---- Entries provided

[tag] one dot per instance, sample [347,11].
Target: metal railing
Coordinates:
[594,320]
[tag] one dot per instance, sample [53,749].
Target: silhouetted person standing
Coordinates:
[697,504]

--------

**Given instruction**
Copy out the stretch of the listing from the line containing "[tag] one dot per instance, sample [53,749]." through the end of the listing, shifting every coordinate in the answers by adding 98 to it. Keep all other lines unchanged.

**Task solution**
[tag] one dot per instance, sample [53,749].
Target: silhouetted person standing
Coordinates:
[795,602]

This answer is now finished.